■ Source data
"""
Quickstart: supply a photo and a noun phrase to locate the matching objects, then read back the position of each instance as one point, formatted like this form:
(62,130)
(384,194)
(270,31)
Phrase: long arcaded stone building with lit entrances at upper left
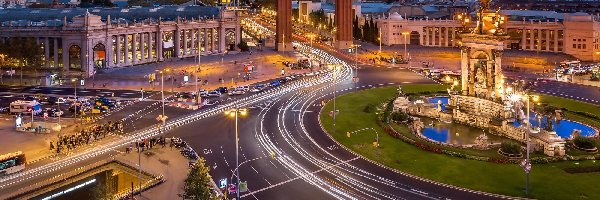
(85,40)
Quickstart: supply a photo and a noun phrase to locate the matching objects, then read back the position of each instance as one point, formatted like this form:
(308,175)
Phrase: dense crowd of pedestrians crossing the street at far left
(86,136)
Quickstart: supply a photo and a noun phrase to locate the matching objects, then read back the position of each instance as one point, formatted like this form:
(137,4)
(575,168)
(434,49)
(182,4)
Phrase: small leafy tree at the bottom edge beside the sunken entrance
(197,184)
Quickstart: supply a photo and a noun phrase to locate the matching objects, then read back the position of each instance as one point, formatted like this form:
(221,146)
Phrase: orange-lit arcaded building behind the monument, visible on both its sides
(576,34)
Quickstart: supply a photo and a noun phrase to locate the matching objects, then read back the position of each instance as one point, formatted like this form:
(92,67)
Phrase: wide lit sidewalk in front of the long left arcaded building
(213,67)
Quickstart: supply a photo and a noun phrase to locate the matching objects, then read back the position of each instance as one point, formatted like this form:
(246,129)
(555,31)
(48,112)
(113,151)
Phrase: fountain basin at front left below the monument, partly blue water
(452,133)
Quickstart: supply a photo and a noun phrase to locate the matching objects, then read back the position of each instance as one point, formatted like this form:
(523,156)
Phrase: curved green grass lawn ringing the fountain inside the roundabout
(547,181)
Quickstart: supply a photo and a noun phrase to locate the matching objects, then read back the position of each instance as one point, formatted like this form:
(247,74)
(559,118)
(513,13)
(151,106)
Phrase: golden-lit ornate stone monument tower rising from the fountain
(481,54)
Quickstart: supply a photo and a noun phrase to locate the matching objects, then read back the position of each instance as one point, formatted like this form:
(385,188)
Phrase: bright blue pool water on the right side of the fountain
(563,128)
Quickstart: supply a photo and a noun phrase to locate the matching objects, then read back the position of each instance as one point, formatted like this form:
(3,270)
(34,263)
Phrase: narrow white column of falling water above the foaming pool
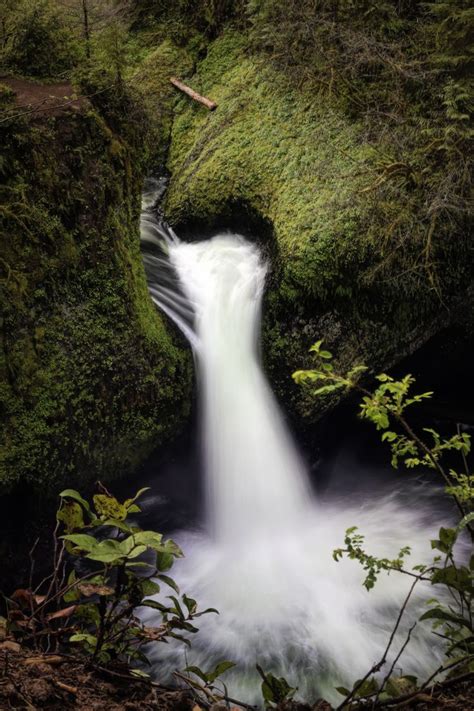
(252,466)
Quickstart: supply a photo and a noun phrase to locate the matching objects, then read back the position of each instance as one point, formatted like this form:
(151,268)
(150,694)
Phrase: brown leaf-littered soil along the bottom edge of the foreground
(30,680)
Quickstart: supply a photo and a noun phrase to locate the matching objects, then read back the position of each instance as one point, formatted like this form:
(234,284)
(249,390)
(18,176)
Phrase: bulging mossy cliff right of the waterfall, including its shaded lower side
(353,261)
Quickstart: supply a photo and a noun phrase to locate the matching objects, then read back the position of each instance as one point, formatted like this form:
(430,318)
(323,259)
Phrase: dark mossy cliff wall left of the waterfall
(90,376)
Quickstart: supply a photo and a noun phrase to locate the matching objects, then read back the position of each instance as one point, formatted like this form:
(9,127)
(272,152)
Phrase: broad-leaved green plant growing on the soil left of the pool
(105,568)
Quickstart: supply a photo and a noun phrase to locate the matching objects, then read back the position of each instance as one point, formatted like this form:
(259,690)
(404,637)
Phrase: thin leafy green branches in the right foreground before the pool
(452,607)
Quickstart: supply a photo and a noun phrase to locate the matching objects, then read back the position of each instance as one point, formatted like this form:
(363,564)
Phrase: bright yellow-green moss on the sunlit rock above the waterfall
(264,148)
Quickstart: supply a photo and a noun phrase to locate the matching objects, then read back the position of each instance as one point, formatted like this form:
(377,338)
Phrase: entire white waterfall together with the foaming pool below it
(264,559)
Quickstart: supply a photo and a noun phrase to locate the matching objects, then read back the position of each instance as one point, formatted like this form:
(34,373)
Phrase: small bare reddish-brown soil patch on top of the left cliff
(44,99)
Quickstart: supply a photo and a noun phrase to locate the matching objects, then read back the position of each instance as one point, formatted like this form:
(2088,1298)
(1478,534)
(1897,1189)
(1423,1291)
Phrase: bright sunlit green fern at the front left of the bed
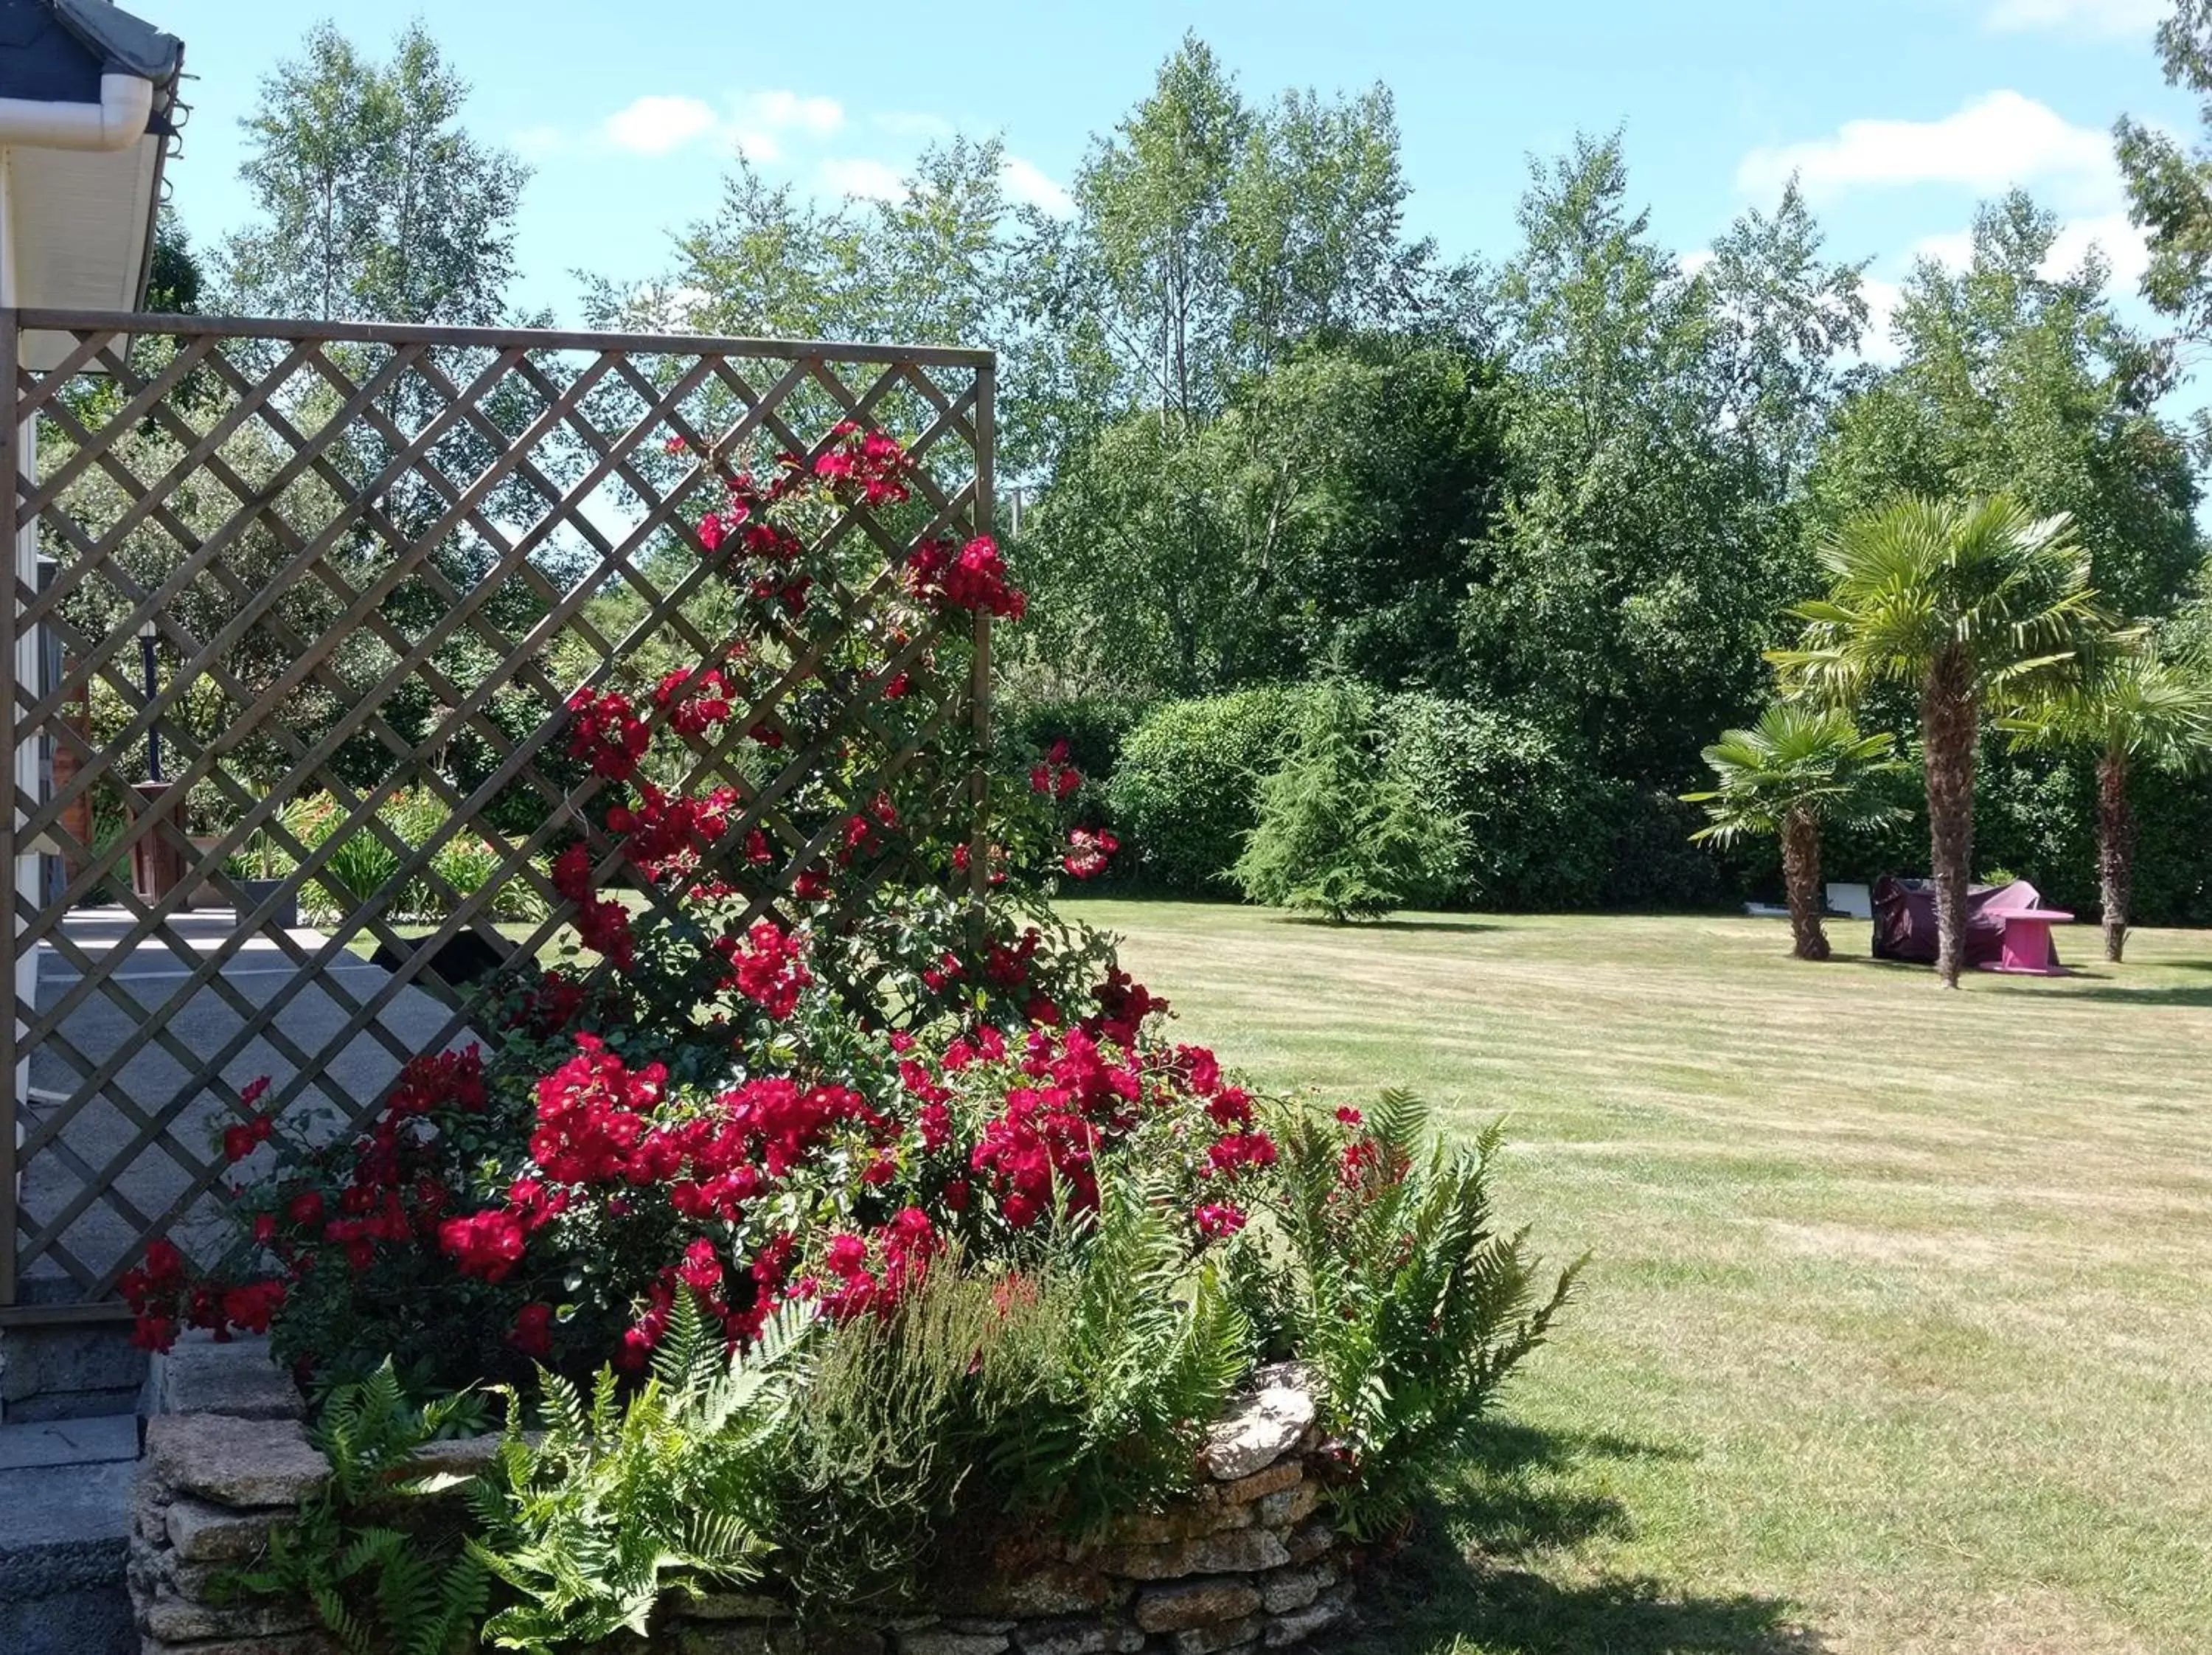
(625,1501)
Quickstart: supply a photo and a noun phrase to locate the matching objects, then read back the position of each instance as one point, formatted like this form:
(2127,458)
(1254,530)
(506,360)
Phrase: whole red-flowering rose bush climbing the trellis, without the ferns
(753,1105)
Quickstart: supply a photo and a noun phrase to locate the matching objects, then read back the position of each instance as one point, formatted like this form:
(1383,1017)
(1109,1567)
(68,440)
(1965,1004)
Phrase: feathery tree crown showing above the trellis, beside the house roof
(375,200)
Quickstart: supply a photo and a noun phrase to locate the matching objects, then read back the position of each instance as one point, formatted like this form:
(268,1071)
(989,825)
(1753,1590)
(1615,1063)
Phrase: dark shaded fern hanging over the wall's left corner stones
(397,1590)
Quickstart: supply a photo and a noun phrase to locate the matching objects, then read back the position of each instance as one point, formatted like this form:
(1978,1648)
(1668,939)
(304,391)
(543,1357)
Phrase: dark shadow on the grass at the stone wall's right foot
(1474,1574)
"""
■ What to do
Output everything in the records above word for word, but not the pictures.

■ Answer space
Quickstart: supply a photo and a noun phrase to locate the matching objects, then read back the position of each instance as one point, formatted like this form:
(62,130)
(384,194)
(270,31)
Phrase: long arcaded stone building with lit entrances at upper left
(85,40)
Quickstart: supply a photo and a noun phrase to locate the matching objects, then read back the position of each instance as one point, formatted like this form:
(308,175)
Phrase: dense crowd of pedestrians crossing the street at far left
(86,136)
Quickstart: supply a photo and a noun phrase to locate the matching objects, then read back the position of each instance as one point, formatted like this form:
(137,4)
(575,168)
(434,49)
(182,4)
Phrase: small leafy tree at the bottom edge beside the sunken entrance
(197,184)
Quickstart: supply a photo and a noun phrase to locate the matching objects, then read back the position of each instance as one point, formatted like this form:
(221,146)
Phrase: orange-lit arcaded building behind the monument, visible on both its sides
(576,34)
Quickstart: supply a photo and a noun phrase to locate the matching objects, then read back the position of each instance as one point, formatted like this form:
(92,67)
Phrase: wide lit sidewalk in front of the long left arcaded building
(213,67)
Quickstart: supply a photo and a noun phrase to locate the matching objects, then read back the position of each instance as one point, formatted like this form:
(246,129)
(555,31)
(48,112)
(113,151)
Phrase: fountain basin at front left below the monument, partly blue water
(452,133)
Quickstart: supply a photo and a noun phrase to locate the matching objects, then read back the position of each instance as one point, formatted like this form:
(523,156)
Phrase: curved green grass lawn ringing the fountain inside the roundabout
(547,181)
Quickstart: supply a photo and a noun phrase to locate the matching objects, then read back the position of each instance as one point, formatted like this form:
(247,74)
(559,118)
(513,13)
(151,106)
Phrase: golden-lit ornate stone monument tower rising from the fountain
(481,54)
Quickstart: supply a photo and a noun phrase to locate the matching objects, then read back the position of each instance as one point, formatted like this form:
(385,188)
Phrase: bright blue pool water on the right side of the fountain
(563,128)
Quickstart: supply a photo and a noun phrase to locate the matching objects, then read back the position of each instance as one point, formatted like this form:
(3,270)
(34,263)
Phrase: narrow white column of falling water above the foaming pool
(252,466)
Quickstart: supply a photo and a noun phrase to locate the matching objects, then read back the position of each instance as one point, formatted like this form:
(151,268)
(150,694)
Phrase: brown leaf-littered soil along the bottom edge of the foreground
(30,680)
Quickstart: supply a photo and a noun phrase to locate the matching objects, then read back the position of each instance as one point, formatted like this form:
(234,284)
(249,390)
(18,176)
Phrase: bulging mossy cliff right of the waterfall, including its shaded lower side
(353,261)
Quickstart: supply a photo and a noun phrase to locate the matching objects, then read back the position of each instance as one point, formatted like this form:
(430,318)
(323,259)
Phrase: dark mossy cliff wall left of the waterfall
(90,376)
Quickstart: supply a photo and a noun phrase to locate the matching objects, then read back the position of each instance as one point, formatted like this form:
(9,127)
(272,152)
Phrase: broad-leaved green plant growing on the soil left of the pool
(105,568)
Quickstart: supply a photo and a noun phrase to locate the matching objects, then read back the position of each instance as one point, formatted like this form:
(259,690)
(404,637)
Phrase: thin leafy green branches in the right foreground before the pool
(452,607)
Quickstart: supply a photo and a noun phrase to locate the matching objects, then read back the position of each instance as one point, formatted like this form:
(363,564)
Phrase: bright yellow-green moss on the sunlit rock above the waterfall
(264,148)
Quickstart: supply a photo and a noun phrase to locate the matching objects, then read back the position of each instance as one point, formatted like this form:
(377,338)
Phrase: entire white waterfall together with the foaming pool below it
(264,559)
Quickstart: supply a photo and a noun phrase to locate the matching objects, then read back the position of each instance as one point, formatted like this form:
(34,373)
Phrase: small bare reddish-brown soil patch on top of the left cliff
(44,99)
Quickstart: supply a photo and a noun phrase to locate the matching objects, then read back the position of each instance as one point, formatted like this form:
(2088,1298)
(1478,534)
(1897,1189)
(1423,1291)
Phrase: bright sunlit green fern at the front left of the bed
(625,1501)
Quickstart: supply a photo and a noun phrase to locate the matching objects, then read back the position of each instance as one point, formatted like this form:
(2127,458)
(1254,530)
(506,360)
Phrase: whole red-flowering rose bush climbing the trellis, without the ferns
(753,1105)
Quickstart: supply a photo and a noun phrase to locate the matching objects, then read back the position of each instance as one point, formatted like this form:
(1383,1017)
(1109,1567)
(68,440)
(1965,1004)
Phrase: feathery tree crown showing above the trellis, beside the house roof
(375,200)
Quickstart: supply a photo and a noun phrase to locate the matching objects, then read back the position of each instance as one point, formatted like this form:
(268,1071)
(989,825)
(1753,1590)
(1615,1063)
Phrase: dark shaded fern hanging over the wall's left corner stones
(397,1590)
Quickstart: supply a photo and a noun phrase to locate the matching objects, then read back the position of each instance as one point, formatted like this form:
(1978,1648)
(1668,939)
(304,391)
(543,1357)
Phrase: dark shadow on the grass at the stone wall's right foot
(1474,1574)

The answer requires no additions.